> Problem:
Exactly the line that contains "Objective — one point per instance of the shoreline" and the lines following it to the end of the data are to be reproduced, and nothing more.
=== Source material ===
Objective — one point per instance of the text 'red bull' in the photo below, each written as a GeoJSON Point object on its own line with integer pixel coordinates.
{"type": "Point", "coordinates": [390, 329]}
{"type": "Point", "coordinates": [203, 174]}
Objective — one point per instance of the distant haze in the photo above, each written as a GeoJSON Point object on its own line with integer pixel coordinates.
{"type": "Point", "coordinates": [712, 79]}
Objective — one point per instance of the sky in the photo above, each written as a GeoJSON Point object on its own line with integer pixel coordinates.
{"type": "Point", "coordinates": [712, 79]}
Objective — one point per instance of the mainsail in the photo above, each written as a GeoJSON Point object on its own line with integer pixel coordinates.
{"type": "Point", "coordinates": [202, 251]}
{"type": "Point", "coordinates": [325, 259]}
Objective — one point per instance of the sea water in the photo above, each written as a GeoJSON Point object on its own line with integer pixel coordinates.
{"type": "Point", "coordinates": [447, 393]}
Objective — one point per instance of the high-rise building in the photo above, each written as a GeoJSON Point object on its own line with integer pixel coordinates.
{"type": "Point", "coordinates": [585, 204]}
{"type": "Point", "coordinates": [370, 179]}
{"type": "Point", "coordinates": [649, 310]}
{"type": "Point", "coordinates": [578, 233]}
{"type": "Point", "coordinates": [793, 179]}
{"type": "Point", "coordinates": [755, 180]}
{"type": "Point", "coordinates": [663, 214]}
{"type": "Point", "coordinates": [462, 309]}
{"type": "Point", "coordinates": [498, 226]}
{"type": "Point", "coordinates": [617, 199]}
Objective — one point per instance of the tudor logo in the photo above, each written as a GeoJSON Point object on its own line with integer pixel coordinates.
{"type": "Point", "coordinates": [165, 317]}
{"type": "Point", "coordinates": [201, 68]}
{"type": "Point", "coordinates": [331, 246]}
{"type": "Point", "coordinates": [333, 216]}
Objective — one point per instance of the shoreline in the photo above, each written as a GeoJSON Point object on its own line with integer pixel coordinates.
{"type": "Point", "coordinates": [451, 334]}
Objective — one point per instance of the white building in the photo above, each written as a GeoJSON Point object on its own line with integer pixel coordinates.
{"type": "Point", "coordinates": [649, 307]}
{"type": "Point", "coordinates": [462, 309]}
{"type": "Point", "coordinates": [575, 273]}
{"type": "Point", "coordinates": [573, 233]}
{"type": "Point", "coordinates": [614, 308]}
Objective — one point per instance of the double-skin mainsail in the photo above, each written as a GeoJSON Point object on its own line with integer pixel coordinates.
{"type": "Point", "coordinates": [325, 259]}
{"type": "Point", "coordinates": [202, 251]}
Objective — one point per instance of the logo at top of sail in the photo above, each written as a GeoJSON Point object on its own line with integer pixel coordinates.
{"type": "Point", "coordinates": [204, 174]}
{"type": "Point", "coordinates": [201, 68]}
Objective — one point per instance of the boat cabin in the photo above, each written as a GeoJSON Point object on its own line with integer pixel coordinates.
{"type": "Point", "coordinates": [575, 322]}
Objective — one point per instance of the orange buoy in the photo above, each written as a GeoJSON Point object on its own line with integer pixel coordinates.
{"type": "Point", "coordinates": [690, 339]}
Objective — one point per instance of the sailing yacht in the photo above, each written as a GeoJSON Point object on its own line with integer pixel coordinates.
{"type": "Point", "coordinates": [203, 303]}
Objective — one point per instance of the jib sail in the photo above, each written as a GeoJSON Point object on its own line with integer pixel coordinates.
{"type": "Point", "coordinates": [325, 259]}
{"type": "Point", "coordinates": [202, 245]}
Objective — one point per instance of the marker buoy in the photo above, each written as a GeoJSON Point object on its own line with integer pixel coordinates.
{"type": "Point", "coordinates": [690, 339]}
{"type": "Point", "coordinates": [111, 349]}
===
> Completed task:
Objective — one point per instance of the shoreline in the photo above, each written as a GeoJSON Point object on its own line with integer pixel coordinates.
{"type": "Point", "coordinates": [451, 334]}
Objective — one point per instance of the white building in the photo above, each written as a GeoJSON Point object on its own line with integer pixel coordinates.
{"type": "Point", "coordinates": [649, 307]}
{"type": "Point", "coordinates": [462, 309]}
{"type": "Point", "coordinates": [575, 273]}
{"type": "Point", "coordinates": [573, 233]}
{"type": "Point", "coordinates": [614, 308]}
Objective — one point per instance of the double-skin mainsail in the photo above, each written as a GeoJSON Point object on its own line with integer pixel coordinates.
{"type": "Point", "coordinates": [325, 259]}
{"type": "Point", "coordinates": [202, 251]}
Objective — one point per instance of the logo at top of sail in the photo above, each written as a GeoJSON Point object on its own line with integer pixel coordinates.
{"type": "Point", "coordinates": [204, 174]}
{"type": "Point", "coordinates": [201, 68]}
Objective — one point per instance of the boat cabin in the photo above, each written as a GeoJSON Point object on its own line with integer pixel coordinates.
{"type": "Point", "coordinates": [575, 322]}
Objective — one point per instance of the orange buoy in the photo above, each written as a GeoJSON Point object on its own line with integer pixel coordinates.
{"type": "Point", "coordinates": [690, 339]}
Objective — one point per instance of the sailing yacht in the photo above, each written as a GeoJSON Point object on its own line with integer pixel coordinates.
{"type": "Point", "coordinates": [203, 303]}
Objective — one point per instance of the jib sail in the photo above, each written as a GeoJSON Point object on its own line with integer pixel coordinates.
{"type": "Point", "coordinates": [325, 259]}
{"type": "Point", "coordinates": [202, 245]}
Objective — one point per instance of the marker buoy in the photo above, each written as a GeoJSON Point object on its own line with integer pixel coordinates.
{"type": "Point", "coordinates": [690, 339]}
{"type": "Point", "coordinates": [111, 349]}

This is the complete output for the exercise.